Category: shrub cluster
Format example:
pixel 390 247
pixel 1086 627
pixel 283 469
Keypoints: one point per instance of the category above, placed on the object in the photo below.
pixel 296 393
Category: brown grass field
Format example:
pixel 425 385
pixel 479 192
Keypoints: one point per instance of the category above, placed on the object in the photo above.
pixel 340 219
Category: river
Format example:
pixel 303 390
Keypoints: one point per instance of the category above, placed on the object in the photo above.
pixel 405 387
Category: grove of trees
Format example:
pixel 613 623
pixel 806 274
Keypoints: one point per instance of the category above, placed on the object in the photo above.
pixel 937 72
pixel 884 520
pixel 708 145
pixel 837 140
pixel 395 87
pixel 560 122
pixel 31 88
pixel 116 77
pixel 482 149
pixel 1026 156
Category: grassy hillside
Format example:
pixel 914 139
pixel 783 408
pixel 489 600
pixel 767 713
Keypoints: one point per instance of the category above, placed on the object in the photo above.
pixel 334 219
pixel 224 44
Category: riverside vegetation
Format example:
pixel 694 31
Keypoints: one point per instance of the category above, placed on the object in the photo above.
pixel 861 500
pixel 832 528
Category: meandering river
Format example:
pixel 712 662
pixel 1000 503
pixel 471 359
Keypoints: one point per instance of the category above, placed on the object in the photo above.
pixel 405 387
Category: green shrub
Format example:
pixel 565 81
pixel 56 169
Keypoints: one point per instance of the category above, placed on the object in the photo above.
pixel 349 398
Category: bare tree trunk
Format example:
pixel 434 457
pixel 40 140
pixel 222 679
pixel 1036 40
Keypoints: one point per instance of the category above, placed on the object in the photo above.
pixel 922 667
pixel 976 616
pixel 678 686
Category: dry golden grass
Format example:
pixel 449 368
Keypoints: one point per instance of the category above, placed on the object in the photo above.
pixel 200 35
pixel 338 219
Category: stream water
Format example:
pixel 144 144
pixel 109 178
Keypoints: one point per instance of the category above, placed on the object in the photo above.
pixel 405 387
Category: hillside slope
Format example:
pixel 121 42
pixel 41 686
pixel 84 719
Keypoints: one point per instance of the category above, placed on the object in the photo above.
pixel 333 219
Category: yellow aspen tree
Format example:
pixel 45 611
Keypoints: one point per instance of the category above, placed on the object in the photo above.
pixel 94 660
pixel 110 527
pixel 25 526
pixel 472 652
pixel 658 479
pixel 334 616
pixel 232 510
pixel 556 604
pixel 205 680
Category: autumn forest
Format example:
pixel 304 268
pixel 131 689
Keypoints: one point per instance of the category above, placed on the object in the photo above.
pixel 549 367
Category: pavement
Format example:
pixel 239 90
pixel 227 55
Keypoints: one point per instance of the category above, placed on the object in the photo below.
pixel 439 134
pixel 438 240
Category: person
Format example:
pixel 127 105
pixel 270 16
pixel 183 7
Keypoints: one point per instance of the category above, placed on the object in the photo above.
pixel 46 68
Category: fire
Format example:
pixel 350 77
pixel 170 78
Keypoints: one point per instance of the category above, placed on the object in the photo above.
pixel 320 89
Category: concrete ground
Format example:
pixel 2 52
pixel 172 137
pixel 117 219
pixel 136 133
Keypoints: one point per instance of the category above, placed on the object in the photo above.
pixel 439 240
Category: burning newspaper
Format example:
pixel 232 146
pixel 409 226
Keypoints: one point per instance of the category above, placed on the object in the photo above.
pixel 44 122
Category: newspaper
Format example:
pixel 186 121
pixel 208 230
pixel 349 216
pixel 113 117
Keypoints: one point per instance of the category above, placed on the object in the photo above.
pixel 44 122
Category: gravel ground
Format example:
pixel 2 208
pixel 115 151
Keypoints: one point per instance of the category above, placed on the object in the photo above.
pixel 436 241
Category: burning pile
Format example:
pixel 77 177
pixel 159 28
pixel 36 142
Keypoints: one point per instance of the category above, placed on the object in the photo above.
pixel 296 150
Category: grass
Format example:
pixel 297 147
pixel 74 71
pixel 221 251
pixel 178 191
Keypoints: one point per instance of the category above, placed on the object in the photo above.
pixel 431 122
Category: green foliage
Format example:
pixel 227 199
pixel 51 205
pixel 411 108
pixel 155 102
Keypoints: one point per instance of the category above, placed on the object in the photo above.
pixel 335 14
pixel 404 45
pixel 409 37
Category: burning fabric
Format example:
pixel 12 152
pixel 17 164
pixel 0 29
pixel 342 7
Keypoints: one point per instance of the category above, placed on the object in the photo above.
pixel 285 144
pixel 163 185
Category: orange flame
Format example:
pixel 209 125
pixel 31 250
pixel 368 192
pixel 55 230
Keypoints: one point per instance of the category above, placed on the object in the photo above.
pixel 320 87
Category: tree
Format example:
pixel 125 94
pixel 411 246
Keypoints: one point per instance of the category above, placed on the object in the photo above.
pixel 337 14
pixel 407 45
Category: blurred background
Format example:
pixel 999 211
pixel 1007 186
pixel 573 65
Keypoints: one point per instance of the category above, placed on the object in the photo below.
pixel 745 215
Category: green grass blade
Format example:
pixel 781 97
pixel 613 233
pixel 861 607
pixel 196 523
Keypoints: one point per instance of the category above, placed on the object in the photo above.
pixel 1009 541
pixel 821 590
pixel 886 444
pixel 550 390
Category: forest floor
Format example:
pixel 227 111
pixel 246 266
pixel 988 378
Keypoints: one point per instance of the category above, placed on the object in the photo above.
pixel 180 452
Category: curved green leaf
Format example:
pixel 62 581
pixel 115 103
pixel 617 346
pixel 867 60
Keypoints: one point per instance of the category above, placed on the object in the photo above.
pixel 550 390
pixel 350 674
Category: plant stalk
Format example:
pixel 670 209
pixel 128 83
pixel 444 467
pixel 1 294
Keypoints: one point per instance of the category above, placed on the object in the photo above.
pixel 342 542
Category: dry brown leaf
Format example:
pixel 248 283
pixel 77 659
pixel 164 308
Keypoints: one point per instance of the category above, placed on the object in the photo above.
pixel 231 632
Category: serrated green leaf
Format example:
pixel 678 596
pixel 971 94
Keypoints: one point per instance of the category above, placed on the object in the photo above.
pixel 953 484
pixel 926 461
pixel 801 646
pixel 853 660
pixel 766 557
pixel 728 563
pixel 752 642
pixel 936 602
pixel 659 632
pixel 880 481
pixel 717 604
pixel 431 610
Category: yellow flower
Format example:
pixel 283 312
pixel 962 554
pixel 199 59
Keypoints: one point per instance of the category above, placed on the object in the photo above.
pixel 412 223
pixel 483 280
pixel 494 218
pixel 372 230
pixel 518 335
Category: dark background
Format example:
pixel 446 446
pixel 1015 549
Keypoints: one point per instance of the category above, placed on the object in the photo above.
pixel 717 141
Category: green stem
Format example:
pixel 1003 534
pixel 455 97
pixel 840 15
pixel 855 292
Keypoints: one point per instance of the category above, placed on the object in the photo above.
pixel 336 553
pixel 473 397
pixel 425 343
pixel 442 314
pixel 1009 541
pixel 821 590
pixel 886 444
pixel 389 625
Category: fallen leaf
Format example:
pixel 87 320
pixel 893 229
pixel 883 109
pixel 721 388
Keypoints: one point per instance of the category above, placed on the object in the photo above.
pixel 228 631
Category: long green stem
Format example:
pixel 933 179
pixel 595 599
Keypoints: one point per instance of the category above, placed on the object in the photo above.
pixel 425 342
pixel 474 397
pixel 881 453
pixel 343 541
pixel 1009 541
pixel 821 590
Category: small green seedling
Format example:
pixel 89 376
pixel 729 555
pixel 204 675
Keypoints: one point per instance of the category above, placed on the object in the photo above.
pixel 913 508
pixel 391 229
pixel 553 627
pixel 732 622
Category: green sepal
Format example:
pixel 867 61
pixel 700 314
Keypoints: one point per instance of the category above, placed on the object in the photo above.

※ ※ ※

• YOUR GOAL
Report each line of the records that holds the word "burning".

• ANSWER FOR THIS EXERCISE
Category: burning newspaper
Category: burning pile
Category: burning fabric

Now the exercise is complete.